_Datensatzeinträge_
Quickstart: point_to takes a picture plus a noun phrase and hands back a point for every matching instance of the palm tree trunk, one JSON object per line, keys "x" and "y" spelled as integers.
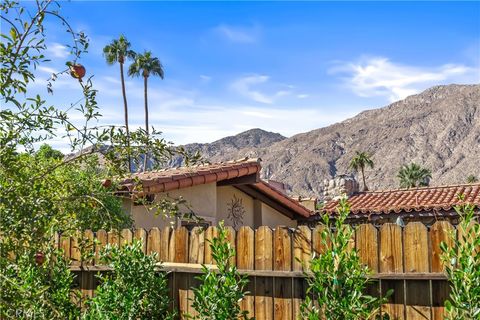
{"x": 146, "y": 122}
{"x": 364, "y": 183}
{"x": 125, "y": 110}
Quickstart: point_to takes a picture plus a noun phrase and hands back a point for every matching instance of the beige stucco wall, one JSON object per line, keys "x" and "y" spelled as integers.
{"x": 226, "y": 196}
{"x": 273, "y": 218}
{"x": 213, "y": 204}
{"x": 201, "y": 198}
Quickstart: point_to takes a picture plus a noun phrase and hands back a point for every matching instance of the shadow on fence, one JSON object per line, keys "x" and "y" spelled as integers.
{"x": 404, "y": 259}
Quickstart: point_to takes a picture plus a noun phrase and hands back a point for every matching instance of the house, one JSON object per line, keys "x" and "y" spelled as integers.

_Kurze Übung_
Schreib das gesamte Material oben Zeile für Zeile unverändert ab und lass dabei die Bilder weg.

_Richtige Ausgabe_
Quickstart: point_to takes a picture plus a noun phrase and hands back a point for every matching instance of the palm tree trunk, one JSON object per line, keys "x" and "y" spelled as integers.
{"x": 146, "y": 122}
{"x": 364, "y": 183}
{"x": 125, "y": 110}
Quickstart: point_to takes a picture plus a noun phrase and hands back a point for every matching instance of the beige stucco wall, one JSON object per line, keys "x" and "y" spelled as integers.
{"x": 226, "y": 196}
{"x": 273, "y": 218}
{"x": 213, "y": 204}
{"x": 201, "y": 198}
Quickstart: point_to takes a picture plus a noun phrase and hands back a point for every matching instance of the shadow on fence, one JSON object per line, keys "x" and "y" spelled as integers.
{"x": 404, "y": 259}
Quickstart: point_to takes a picture plus a noun phrase and hands back a point for every matching instance of the house, one JSON object per line, keys "x" and "y" spelled as integers.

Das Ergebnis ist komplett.